### ABOUT THIS TASK:
In the article about Edward O. Wilson, what did Wilson study before he applied his conclusions to humans?

### TEXT SECTION:
|---|

Edward O. Wilson and his diagnosis of humanity in a tweet
This article was published in El País on January 20, 2022.
On 26 December, Edward O. Wilson, the biologist, writer and naturalist who was called the Darwin of the 21st century, died. His work was key to understanding how evolution explains animal behaviour. He began by studying the social systems of ants and ended up applying them to humans, with conclusions that did not always please both sides of the political spectrum, unaccustomed to being told that genetics plays a role in our behaviour. Today it is more than taken for granted. He also contributed to the development of biodiversity theory, and to the fact that everyone now knows what the term means.
He did not only focus on biology. He was a humanist, author of the book Consilience, which tried to bring together knowledge from different branches of science, and aspired to do so with the humanities as well.
At the end of an interview in 2009, he made the most accurate diagnosis of humanity ever made in less than 140 characters: “we have Paleolithic emotions, medieval institutions and god-like technology. And that is terribly dangerous. This sentence goes a long way. Here’s an attempt to explain it.
When all our efforts should be devoted to the fight against climate change, the number of self-made risks that can end in technological disasters has multiplied. They have not yet happened, but they can distract us from the goal we should be focusing on: the decarbonisation of our lives. Let’s look at how the problems Wilson mentioned relate to each other, starting with a few examples (there could be many more) of technology with god-like capabilities.
Artificial intelligence, dangerous in itself for general use, becomes terrifying for military use. It is not something for the future: it is already possible to buy autonomous drones with the ability to decide when and whom to kill. They have been used by Turkey in Libya, with proven effectiveness.
Another not reassuring possibility is that of future pandemics with synthetic microbes. This has been possible for several years now, when a type of experiment called “gain of function” was tried with avian influenza). It was shown that a deadly but not very transmissible strain of avian influenza could be converted into a highly transmissible one.
Gene editing with CRISPR opens the door to two dangers of unknown consequences. The first is human gene editing of heritable traits. That is, changes made to the genome that will be passed on to offspring, unlike genetic treatments such as thalassaemia. With regard to heritable human gene editing, it has already been done in China, with the birth of twin girls in 2018, in a case that caused outrage in the scientific community for bypassing all ethical standards. The second danger is the suppression of species by introducing genes that block reproduction, which may be beneficial if diseases such as malaria, transmitted by mosquitoes, are eliminated, but whose ecological consequences are unknown.

|---|

### SUPPLIED RECORDS:
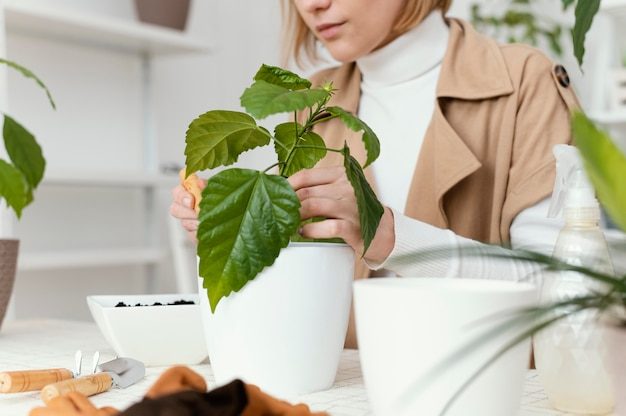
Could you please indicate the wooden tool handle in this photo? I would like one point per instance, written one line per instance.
(87, 385)
(29, 380)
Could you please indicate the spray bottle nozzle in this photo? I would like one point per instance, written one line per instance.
(572, 188)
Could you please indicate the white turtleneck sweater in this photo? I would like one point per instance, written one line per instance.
(398, 93)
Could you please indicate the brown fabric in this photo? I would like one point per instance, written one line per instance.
(487, 153)
(228, 400)
(261, 404)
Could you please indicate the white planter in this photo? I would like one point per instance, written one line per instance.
(617, 89)
(406, 326)
(284, 331)
(615, 338)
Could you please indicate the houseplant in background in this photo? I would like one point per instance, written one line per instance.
(18, 179)
(523, 25)
(168, 13)
(282, 330)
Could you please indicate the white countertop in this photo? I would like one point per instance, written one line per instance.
(52, 343)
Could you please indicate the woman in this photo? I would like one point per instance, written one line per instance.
(466, 128)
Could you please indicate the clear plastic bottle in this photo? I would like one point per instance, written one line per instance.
(570, 354)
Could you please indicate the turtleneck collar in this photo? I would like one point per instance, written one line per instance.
(408, 56)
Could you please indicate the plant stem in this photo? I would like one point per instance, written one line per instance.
(279, 143)
(273, 166)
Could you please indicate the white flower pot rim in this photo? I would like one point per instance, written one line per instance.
(447, 284)
(316, 244)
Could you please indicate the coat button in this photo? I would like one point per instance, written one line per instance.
(561, 76)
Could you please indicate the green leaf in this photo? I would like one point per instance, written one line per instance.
(217, 138)
(281, 77)
(29, 74)
(287, 138)
(13, 188)
(262, 99)
(24, 151)
(370, 209)
(605, 165)
(370, 140)
(246, 218)
(585, 12)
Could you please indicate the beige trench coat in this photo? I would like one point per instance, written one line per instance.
(487, 153)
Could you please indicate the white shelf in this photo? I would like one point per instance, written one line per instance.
(109, 179)
(609, 118)
(83, 28)
(88, 258)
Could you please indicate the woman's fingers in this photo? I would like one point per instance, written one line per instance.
(332, 228)
(316, 176)
(82, 403)
(177, 379)
(336, 190)
(329, 208)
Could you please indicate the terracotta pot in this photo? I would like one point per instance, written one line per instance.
(168, 13)
(615, 337)
(8, 261)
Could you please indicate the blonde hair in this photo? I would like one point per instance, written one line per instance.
(298, 39)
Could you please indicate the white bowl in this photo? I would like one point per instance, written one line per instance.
(407, 326)
(155, 335)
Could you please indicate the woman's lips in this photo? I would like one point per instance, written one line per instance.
(329, 30)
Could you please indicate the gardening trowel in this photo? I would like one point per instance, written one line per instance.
(31, 380)
(121, 373)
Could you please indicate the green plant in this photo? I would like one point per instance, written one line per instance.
(522, 25)
(20, 177)
(519, 24)
(606, 168)
(247, 216)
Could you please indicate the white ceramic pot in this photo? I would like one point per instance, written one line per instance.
(406, 326)
(285, 330)
(615, 339)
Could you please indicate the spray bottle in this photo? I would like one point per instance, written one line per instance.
(570, 354)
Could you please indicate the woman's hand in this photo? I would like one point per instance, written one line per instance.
(182, 207)
(72, 404)
(326, 192)
(177, 379)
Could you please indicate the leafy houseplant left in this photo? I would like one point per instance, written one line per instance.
(18, 179)
(293, 317)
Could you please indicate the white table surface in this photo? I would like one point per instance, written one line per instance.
(52, 343)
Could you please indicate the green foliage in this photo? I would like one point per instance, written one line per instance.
(19, 179)
(24, 151)
(217, 138)
(585, 12)
(263, 99)
(13, 187)
(311, 148)
(519, 24)
(521, 323)
(247, 217)
(605, 165)
(370, 209)
(281, 77)
(372, 145)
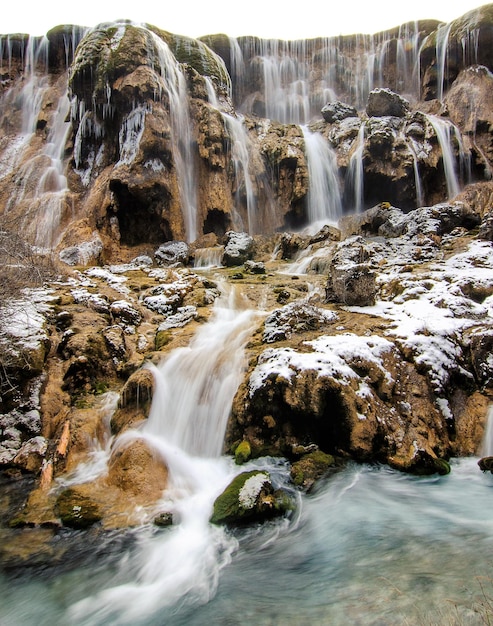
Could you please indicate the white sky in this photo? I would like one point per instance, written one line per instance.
(287, 19)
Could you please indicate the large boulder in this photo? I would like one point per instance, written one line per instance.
(384, 102)
(337, 111)
(238, 248)
(250, 497)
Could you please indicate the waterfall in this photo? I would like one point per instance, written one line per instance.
(442, 37)
(446, 133)
(40, 181)
(193, 395)
(354, 183)
(195, 385)
(324, 198)
(414, 149)
(240, 156)
(487, 445)
(175, 84)
(290, 73)
(52, 186)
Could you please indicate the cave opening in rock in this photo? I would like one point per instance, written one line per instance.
(216, 222)
(138, 216)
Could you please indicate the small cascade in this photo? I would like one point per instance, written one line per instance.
(414, 150)
(36, 83)
(354, 183)
(240, 156)
(40, 181)
(52, 186)
(408, 61)
(487, 445)
(131, 133)
(100, 450)
(298, 77)
(195, 385)
(324, 198)
(442, 37)
(175, 84)
(191, 404)
(208, 258)
(454, 171)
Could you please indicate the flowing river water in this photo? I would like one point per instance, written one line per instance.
(369, 546)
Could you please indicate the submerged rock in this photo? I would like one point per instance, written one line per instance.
(238, 248)
(384, 102)
(250, 497)
(336, 111)
(310, 468)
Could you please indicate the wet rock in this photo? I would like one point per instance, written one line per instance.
(255, 267)
(238, 248)
(481, 348)
(290, 244)
(115, 340)
(123, 311)
(31, 454)
(486, 464)
(85, 253)
(163, 520)
(295, 317)
(486, 227)
(250, 497)
(137, 470)
(135, 401)
(384, 102)
(173, 254)
(336, 111)
(310, 468)
(420, 462)
(183, 316)
(352, 285)
(243, 452)
(77, 509)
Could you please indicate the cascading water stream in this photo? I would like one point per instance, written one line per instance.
(240, 157)
(193, 394)
(174, 82)
(446, 133)
(324, 197)
(354, 183)
(442, 37)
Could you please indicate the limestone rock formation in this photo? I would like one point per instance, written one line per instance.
(250, 497)
(155, 171)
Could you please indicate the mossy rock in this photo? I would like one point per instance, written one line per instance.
(421, 463)
(77, 509)
(486, 464)
(163, 337)
(243, 452)
(250, 497)
(197, 55)
(310, 468)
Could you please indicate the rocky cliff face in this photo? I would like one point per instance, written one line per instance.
(131, 135)
(134, 156)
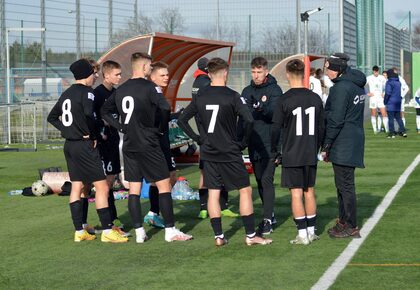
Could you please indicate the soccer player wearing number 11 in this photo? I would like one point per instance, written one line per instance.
(300, 118)
(137, 102)
(218, 108)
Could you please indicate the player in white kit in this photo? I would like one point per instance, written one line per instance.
(376, 84)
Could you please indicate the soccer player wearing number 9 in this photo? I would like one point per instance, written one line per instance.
(137, 102)
(73, 116)
(300, 117)
(218, 108)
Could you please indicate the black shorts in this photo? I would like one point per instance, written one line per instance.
(83, 161)
(230, 175)
(110, 155)
(150, 165)
(298, 177)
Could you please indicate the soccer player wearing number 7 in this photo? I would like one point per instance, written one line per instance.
(218, 108)
(137, 102)
(73, 116)
(300, 117)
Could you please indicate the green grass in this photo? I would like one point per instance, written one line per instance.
(38, 252)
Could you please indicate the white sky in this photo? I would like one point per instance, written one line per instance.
(397, 11)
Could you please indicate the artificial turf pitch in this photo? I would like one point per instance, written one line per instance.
(37, 249)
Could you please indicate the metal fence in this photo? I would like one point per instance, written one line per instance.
(25, 124)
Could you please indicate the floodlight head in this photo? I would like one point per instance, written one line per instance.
(310, 12)
(305, 15)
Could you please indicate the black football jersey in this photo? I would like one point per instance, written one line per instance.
(101, 95)
(300, 115)
(73, 113)
(137, 101)
(218, 109)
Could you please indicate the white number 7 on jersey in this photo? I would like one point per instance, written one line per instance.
(215, 111)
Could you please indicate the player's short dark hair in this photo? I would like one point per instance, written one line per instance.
(140, 55)
(216, 64)
(295, 67)
(158, 65)
(110, 65)
(259, 62)
(93, 63)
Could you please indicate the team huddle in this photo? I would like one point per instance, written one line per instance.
(291, 129)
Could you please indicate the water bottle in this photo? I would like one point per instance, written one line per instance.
(15, 192)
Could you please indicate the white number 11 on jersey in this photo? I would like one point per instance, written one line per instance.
(298, 113)
(215, 111)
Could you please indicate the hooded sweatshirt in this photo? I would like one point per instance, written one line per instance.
(262, 112)
(344, 119)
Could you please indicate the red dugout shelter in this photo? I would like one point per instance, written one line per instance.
(179, 52)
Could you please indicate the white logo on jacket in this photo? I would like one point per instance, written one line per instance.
(359, 99)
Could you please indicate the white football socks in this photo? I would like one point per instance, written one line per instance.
(374, 126)
(386, 124)
(418, 122)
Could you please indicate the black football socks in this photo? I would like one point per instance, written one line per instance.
(134, 209)
(216, 224)
(203, 194)
(76, 211)
(105, 218)
(166, 207)
(154, 199)
(111, 204)
(249, 224)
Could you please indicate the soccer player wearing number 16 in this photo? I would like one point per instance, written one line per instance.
(73, 116)
(137, 101)
(300, 117)
(218, 108)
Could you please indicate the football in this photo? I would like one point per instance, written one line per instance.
(39, 188)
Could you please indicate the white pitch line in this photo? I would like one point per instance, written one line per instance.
(329, 277)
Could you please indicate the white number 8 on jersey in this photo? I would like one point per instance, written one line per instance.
(66, 116)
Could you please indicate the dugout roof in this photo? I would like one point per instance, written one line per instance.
(179, 52)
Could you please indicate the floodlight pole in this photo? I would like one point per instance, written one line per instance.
(9, 133)
(304, 17)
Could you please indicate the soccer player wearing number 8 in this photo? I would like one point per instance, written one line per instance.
(137, 102)
(218, 108)
(300, 117)
(73, 116)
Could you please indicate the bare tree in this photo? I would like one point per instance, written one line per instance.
(143, 25)
(416, 37)
(318, 41)
(232, 33)
(282, 39)
(171, 21)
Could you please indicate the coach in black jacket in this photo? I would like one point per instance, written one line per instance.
(344, 138)
(261, 96)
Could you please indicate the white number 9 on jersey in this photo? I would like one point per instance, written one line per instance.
(128, 108)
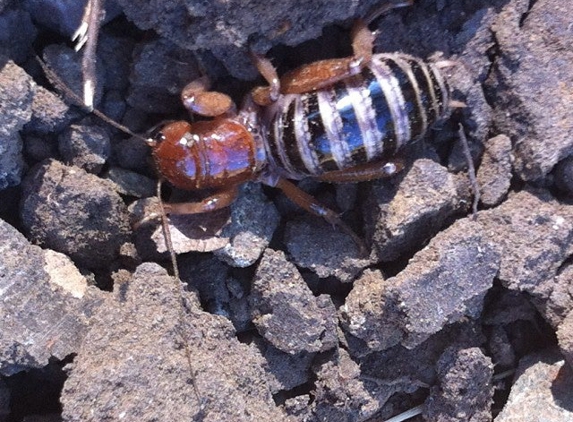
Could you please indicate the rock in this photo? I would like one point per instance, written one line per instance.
(541, 390)
(465, 389)
(285, 311)
(494, 174)
(401, 217)
(323, 249)
(158, 64)
(16, 93)
(443, 283)
(85, 146)
(137, 349)
(46, 304)
(253, 222)
(565, 338)
(527, 84)
(564, 176)
(340, 393)
(535, 216)
(71, 211)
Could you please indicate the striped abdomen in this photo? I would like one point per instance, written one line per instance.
(361, 119)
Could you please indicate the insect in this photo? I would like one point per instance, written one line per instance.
(336, 121)
(340, 120)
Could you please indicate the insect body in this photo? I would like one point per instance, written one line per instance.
(339, 120)
(346, 131)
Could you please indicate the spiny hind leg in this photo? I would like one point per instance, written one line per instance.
(218, 200)
(311, 205)
(323, 73)
(364, 172)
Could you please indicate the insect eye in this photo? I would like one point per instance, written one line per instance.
(159, 137)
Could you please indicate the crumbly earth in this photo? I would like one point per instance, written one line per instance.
(278, 317)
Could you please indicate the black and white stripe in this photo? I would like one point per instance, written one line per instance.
(363, 118)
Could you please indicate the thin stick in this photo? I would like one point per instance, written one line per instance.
(55, 79)
(471, 170)
(178, 294)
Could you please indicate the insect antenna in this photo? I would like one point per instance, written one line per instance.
(177, 285)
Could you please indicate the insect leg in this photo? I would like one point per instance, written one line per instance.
(218, 200)
(310, 204)
(197, 98)
(365, 172)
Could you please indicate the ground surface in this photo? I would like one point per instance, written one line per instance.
(279, 318)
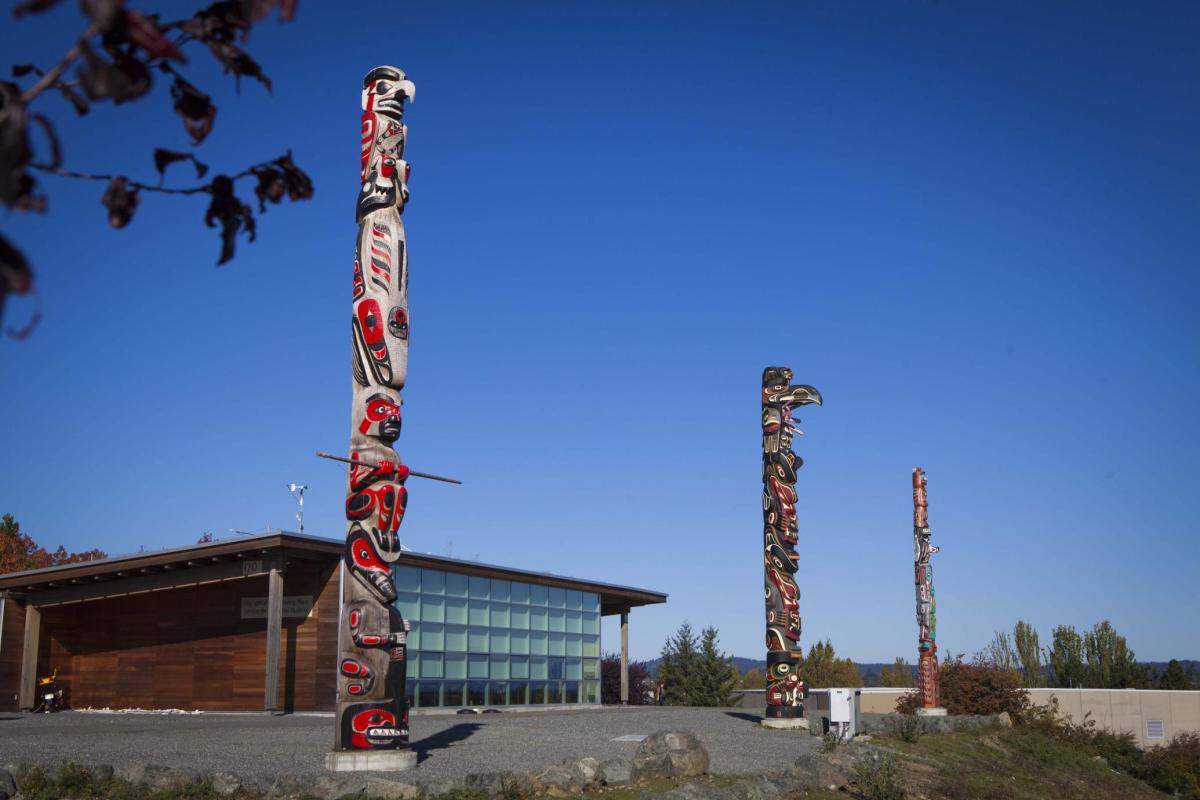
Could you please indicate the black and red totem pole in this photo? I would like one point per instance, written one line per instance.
(785, 685)
(372, 713)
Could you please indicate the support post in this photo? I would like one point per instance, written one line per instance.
(785, 687)
(274, 627)
(624, 657)
(28, 696)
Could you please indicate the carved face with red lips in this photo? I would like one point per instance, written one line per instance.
(370, 328)
(372, 727)
(361, 678)
(381, 419)
(364, 561)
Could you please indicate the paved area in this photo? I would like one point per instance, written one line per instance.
(261, 747)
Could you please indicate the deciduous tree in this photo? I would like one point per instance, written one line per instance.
(1067, 667)
(898, 674)
(823, 668)
(19, 552)
(1029, 651)
(117, 58)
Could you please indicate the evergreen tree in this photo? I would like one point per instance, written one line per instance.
(1067, 657)
(1174, 677)
(715, 674)
(754, 679)
(898, 674)
(1029, 651)
(823, 669)
(1110, 662)
(678, 667)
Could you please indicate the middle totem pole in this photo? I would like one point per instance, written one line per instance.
(785, 687)
(372, 711)
(927, 600)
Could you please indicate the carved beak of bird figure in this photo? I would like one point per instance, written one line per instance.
(384, 91)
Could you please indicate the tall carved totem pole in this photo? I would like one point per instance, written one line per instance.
(927, 600)
(785, 687)
(372, 713)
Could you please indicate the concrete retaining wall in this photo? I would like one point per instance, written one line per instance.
(1134, 710)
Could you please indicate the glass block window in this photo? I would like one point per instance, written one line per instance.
(456, 584)
(520, 593)
(479, 588)
(492, 642)
(433, 608)
(501, 590)
(433, 582)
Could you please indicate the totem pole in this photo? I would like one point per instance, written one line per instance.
(785, 689)
(927, 600)
(372, 711)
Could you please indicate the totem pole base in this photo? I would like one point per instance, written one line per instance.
(370, 761)
(786, 723)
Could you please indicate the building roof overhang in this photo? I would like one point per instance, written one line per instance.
(251, 555)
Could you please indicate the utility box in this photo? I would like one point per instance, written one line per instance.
(837, 709)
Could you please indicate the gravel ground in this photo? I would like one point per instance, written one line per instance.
(259, 747)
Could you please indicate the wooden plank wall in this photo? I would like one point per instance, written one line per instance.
(10, 654)
(189, 648)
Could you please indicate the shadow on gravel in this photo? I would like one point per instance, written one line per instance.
(441, 740)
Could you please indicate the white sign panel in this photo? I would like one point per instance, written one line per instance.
(293, 606)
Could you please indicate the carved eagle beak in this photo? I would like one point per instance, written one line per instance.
(805, 395)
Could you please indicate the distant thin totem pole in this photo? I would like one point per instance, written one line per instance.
(785, 685)
(927, 599)
(372, 711)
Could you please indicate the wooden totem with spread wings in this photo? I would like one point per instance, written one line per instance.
(372, 713)
(927, 600)
(785, 687)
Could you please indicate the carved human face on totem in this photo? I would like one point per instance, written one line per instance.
(365, 564)
(384, 91)
(381, 419)
(397, 323)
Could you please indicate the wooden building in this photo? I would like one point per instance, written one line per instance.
(251, 624)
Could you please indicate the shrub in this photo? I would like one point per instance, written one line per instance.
(1173, 768)
(982, 689)
(876, 777)
(979, 687)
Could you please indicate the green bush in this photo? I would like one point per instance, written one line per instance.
(1173, 768)
(876, 777)
(979, 687)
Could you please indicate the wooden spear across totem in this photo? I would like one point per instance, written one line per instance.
(785, 687)
(927, 600)
(372, 711)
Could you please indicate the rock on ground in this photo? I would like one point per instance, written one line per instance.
(670, 753)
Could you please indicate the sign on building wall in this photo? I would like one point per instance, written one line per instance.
(293, 606)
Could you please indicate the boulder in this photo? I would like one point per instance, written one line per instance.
(616, 771)
(670, 753)
(225, 783)
(389, 789)
(585, 770)
(7, 785)
(557, 781)
(101, 771)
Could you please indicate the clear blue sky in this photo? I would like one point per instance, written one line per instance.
(972, 226)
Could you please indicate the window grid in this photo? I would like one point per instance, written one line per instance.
(491, 642)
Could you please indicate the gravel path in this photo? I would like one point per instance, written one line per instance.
(261, 747)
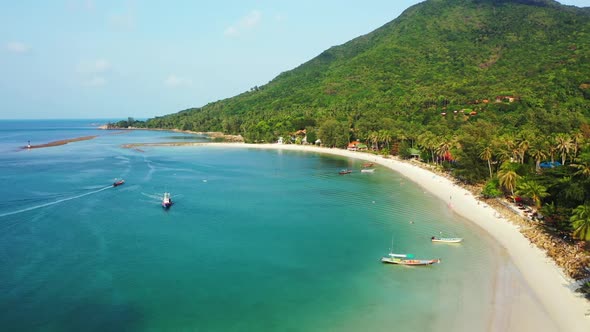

|---|

### RESPONSE FOR THIS EXERCISE:
The social systems of ants.